---- Passage provided

## Simple Linear Regression

A simple linear regression equation with one feature is defined as  :  

$$y = b + w * x + \epsilon$$

Here w is coefficient and b is intercept term and $\epsilon$  is the noise.


## Gradient Descent

Gradient descent is an optimization algorithm used to minimize some function by iteratively moving in the direction of steepest descent as defined by the negative of the gradient. In machine learning, we use gradient descent to update the parameters of our model. Parameters refer to coefficients in Linear Regression and weights in neural networks.  

**Steps to implement gradient descent**  
Step 1 - Compute the loss   
Step 2 - Compute the gradient   
Step 3 - Update the parameters   
Step 4 - Repeat Step 1 to 3  

### Step 1 :-  Compute the loss 

For regression problem loss is given by mean squared error (MSE).  

$$ MSE  = \frac{1}{N} \sum\limits_{i=1}^{N} (y-\hat{y_i})^2 $$

$$ MSE  = \frac{1}{N} \sum\limits_{i=1}^{N} (y-b-wx_i)^2 $$

### Step 2 :- Compute the gradient  

Gradient is a vector with function's partial derivatives for components. 

$$ \Delta (MSE)  = [\frac{\partial MSE}{\partial w}, \frac{\partial MSE}{\partial b}] $$

It also tell the direction of steepest ascent which means in which direction one should step to increase the function most quickly.

:::{.callout-note}
A derivative tells us how much a given quantity changes when we change slightly some other quantity.
:::

In our case we are interested how much our MSE loss change when we vary one of our two parameters.

--------

Given task 1:
In the page on simple linear regression and gradient descent, what gives the loss for a regression problem?
Given task 2:
Write out the regression page from "## Gradient Descent" to "in neural networks.", substituting "deep networks" for "neural networks".

---- Material

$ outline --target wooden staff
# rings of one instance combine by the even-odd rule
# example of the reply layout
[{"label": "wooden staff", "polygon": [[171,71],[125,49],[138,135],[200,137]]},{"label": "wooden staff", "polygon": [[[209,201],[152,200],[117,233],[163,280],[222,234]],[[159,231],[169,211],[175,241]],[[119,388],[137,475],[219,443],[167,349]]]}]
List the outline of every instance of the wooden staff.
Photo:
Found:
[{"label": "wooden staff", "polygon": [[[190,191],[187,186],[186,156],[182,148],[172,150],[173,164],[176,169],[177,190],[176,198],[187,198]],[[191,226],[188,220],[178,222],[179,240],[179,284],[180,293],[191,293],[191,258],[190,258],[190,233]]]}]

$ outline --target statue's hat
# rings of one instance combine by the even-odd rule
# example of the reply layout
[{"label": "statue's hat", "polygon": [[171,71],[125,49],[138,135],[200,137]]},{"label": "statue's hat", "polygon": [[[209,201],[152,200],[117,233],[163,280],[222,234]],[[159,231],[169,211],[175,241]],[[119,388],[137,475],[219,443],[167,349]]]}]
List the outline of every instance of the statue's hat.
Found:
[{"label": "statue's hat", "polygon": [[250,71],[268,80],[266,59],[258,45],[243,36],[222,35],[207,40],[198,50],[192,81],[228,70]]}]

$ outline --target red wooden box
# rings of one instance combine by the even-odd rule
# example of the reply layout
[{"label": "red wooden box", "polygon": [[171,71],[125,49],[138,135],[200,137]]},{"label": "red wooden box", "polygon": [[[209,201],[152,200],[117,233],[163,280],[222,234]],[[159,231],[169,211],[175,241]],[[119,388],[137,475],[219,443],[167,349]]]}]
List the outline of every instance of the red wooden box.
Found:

--------

Complete answer 1:
Mean squared error (MSE).

Complete answer 2:
## Gradient Descent

Gradient descent is an optimization algorithm used to minimize some function by iteratively moving in the direction of steepest descent as defined by the negative of the gradient. In machine learning, we use gradient descent to update the parameters of our model. Parameters refer to coefficients in Linear Regression and weights in deep networks.